## TASK
Restate the full listing word for word and leave the pictures out.

## EXTRACTED DATA
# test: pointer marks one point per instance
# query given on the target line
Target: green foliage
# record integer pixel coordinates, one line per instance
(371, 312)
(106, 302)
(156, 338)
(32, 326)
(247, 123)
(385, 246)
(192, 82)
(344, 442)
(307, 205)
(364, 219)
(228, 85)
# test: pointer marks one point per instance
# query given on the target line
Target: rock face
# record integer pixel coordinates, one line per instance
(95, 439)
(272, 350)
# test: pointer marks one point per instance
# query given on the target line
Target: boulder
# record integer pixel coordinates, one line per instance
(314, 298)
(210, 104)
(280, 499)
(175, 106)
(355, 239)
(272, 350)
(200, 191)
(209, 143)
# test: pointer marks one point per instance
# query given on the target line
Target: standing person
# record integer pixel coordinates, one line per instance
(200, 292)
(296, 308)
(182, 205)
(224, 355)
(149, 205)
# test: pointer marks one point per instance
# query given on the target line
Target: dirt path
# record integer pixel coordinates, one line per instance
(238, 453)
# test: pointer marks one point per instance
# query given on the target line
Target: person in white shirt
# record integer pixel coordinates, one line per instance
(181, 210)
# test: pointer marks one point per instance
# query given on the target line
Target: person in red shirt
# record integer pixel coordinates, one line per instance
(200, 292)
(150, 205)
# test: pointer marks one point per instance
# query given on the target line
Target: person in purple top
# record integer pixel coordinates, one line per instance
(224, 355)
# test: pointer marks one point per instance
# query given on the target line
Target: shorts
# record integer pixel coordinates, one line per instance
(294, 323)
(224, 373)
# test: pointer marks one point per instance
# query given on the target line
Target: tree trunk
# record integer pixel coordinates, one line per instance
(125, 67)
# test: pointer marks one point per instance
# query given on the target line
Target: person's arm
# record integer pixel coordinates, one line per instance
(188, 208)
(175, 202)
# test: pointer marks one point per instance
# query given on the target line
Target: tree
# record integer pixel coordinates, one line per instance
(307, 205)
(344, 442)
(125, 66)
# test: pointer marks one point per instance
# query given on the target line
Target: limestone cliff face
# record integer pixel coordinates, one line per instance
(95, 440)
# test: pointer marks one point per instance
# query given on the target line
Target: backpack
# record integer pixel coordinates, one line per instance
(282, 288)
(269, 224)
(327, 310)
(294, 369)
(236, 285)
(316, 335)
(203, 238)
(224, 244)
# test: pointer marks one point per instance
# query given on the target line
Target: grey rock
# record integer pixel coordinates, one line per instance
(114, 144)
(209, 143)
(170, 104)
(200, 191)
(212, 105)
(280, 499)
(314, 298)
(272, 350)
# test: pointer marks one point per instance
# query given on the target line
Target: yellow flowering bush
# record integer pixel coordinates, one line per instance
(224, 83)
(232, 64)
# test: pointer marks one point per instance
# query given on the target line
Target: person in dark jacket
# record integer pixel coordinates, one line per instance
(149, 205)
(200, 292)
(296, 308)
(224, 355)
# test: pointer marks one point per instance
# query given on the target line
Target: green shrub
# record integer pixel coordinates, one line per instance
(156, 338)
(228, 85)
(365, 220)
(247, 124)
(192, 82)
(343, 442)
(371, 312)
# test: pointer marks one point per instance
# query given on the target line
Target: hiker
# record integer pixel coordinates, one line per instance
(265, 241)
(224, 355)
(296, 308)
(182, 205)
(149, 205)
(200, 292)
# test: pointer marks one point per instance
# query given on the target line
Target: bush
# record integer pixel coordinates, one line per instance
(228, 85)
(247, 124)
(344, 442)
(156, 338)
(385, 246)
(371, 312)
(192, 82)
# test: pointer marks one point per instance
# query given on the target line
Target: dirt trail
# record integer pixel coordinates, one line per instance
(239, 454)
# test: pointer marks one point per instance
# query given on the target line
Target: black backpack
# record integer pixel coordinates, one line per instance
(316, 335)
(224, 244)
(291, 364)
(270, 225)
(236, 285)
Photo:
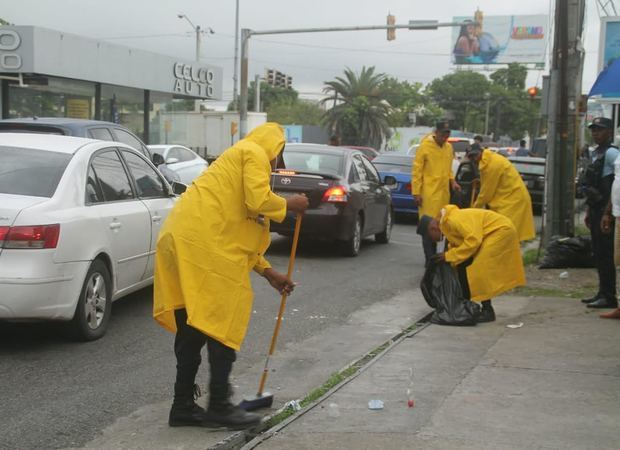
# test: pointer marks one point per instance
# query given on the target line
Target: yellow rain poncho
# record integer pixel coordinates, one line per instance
(502, 189)
(492, 241)
(431, 175)
(215, 235)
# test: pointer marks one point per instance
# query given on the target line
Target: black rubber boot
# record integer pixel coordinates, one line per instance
(487, 314)
(222, 413)
(185, 412)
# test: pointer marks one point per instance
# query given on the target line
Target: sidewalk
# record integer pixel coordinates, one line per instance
(552, 384)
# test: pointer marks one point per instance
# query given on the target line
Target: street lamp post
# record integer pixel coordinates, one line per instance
(247, 33)
(198, 32)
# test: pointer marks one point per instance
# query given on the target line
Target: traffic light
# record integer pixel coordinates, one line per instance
(271, 77)
(391, 20)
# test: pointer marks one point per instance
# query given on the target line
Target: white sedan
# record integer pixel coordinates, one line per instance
(181, 160)
(79, 220)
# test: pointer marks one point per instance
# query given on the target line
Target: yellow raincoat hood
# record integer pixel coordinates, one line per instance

## FULL RESPONSE
# test: pointer marks one point per instance
# query given on the target line
Target: green foliage
# record integer pixel coordinates, one line per instance
(371, 312)
(106, 302)
(156, 338)
(32, 326)
(247, 123)
(385, 246)
(192, 82)
(344, 442)
(307, 205)
(364, 219)
(228, 85)
# test: pointer marks one point per instance
# query given on the target line
Target: rock face
# record integer pixel coordinates, one line per instance
(95, 439)
(272, 350)
# test: pointer marks one point per instance
# query given on the target line
Target: boulder
# record integer pixel coordinates, one line per instance
(314, 298)
(210, 104)
(280, 499)
(175, 106)
(355, 239)
(272, 350)
(200, 191)
(209, 143)
# test: pointer marks one point per instance
# query given on the target line
Target: standing person
# record integer pixel coordinates, one line per instance
(200, 292)
(296, 308)
(182, 205)
(224, 355)
(149, 205)
# test: pointer marks one point per instance
# query given on the target line
Target: dirt path
# record integer pixel coordinates, one line per instance
(238, 453)
# test: pointer marks one point per instance
# query given on the target line
Target: person in white shirt
# record integer pixel coordinates, one line per instance
(181, 210)
# test: pointer marks one point per instance
# query given on the target line
Target: person in red shirt
# record integer pixel coordinates, one line per instance
(200, 292)
(150, 205)
# test: pointer marks one point per instance
# query given on the target line
Target: person in purple top
# record integer pixel coordinates, one line per instance
(224, 355)
# test: pointer marks one point per instance
# query given on the target line
Target: shorts
# record integer pixel coordinates, one line per instance
(294, 323)
(224, 373)
# test: pointer marks one point per instance
# query given on the target line
Target: tree trunk
# record integer pixel coordinates, one line per instance
(125, 67)
# test: pointer marks one point per instance
# query given on the target line
Target: person's arm
# record integer pixel coordinates, one line per instance
(188, 208)
(175, 202)
# test: pointer marks one point per instance
# query given on the target line
Target: tree
# record integer pixel coordinates, one line per instance
(307, 205)
(344, 442)
(125, 66)
# test: pointer marks one point per instance
# query given on the target line
Target: limestone cliff face
# record integer pixel coordinates, one line per instance
(95, 440)
# test: pointer marks one point per instance
# query given on the target line
Target: backpack
# record integer pixel coordinates, one line per instance
(282, 288)
(269, 224)
(327, 310)
(294, 369)
(236, 285)
(316, 335)
(203, 238)
(224, 244)
# test: pointer marks one point per instance
# query given on the target line
Target: grey rock
# record integer pixel coordinates, one line per instance
(114, 144)
(209, 143)
(170, 104)
(200, 191)
(212, 105)
(280, 499)
(314, 298)
(272, 350)
# test: pointer marks one point per instance
# query given on the target line
Target: yellow flowering bush
# record integer pixel coordinates, one line per instance
(224, 83)
(232, 64)
# test: pointer marks one point per instance
# query given on the target line
Target: person in dark jacket
# record integer pixel coordinates, one line per instance
(149, 205)
(200, 292)
(296, 308)
(224, 355)
# test: pointer marks one point per instance
# query given on the target line
Target: green shrub
# record integer pixel coordinates, one line per instance
(156, 338)
(228, 85)
(365, 220)
(247, 124)
(192, 82)
(343, 442)
(371, 312)
# test: pointer marks one point per instance
# query given on the target line
Target: hiker
# record integer pixel coordinates, one line per instance
(265, 241)
(224, 355)
(296, 308)
(182, 205)
(149, 205)
(200, 292)
# test: pointer marks one point per instance
# query given on the target line
Target: bush
# record integer pixel coordinates, one line per instance
(228, 85)
(247, 124)
(344, 442)
(156, 338)
(385, 246)
(371, 312)
(192, 82)
# test: pointer marks one point per instance
# query given on the target line
Target: dirt trail
# record integer pixel coordinates, one line per instance
(239, 454)
# test: pointer marks one point per instance
# query given on the target line
Target: black backpack
# record integer pixel coordinates, one line per instance
(316, 335)
(224, 244)
(291, 364)
(270, 225)
(236, 285)
Photo:
# test: pointer marks one point per instance
# query given on the target line
Target: yellow rain poncho
# record integer pixel coordinates, one line per instance
(502, 189)
(492, 241)
(431, 175)
(215, 235)
# test: pointer marks one point per instance
# query given on the target line
Target: black rubber boot
# record integer pixel coordinates, one line per instance
(487, 314)
(222, 413)
(185, 412)
# test: pointer marks one point per instance
# query given on the target line
Target: sidewalk
# record integer pixel coordinates, one line per instance
(552, 384)
# test: pointer marks one point per instance
# query given on the target line
Target: street lamp post
# record integer pixel coordinates, one line per instance
(247, 33)
(198, 32)
# test: pointer marks one point per instance
# query given on the target line
Target: traffic light
# record integer pixel coordinates, one line per instance
(271, 77)
(391, 20)
# test: pointer marks one point per instance
# query given on the target line
Target: white sedan
# record integer pixel coordinates, one line per instance
(181, 160)
(79, 220)
# test: pointer marks one point per instance
# query given on the target line
Target: yellow raincoat hood
# record integer pixel coordinates, one line per instance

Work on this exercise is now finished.